(INSTRUCTION): Rewrite the items below, changing "purple" to "violet" and leaving everything else unchanged.

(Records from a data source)
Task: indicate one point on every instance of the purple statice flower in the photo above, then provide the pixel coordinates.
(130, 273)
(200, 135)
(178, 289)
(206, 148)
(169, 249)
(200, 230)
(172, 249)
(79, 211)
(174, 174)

(SOLUTION):
Task: indicate one point on every instance of the violet statice flower in the photo above, then provide the pixel coordinates.
(130, 273)
(200, 135)
(178, 289)
(206, 148)
(169, 249)
(200, 230)
(172, 249)
(79, 211)
(174, 174)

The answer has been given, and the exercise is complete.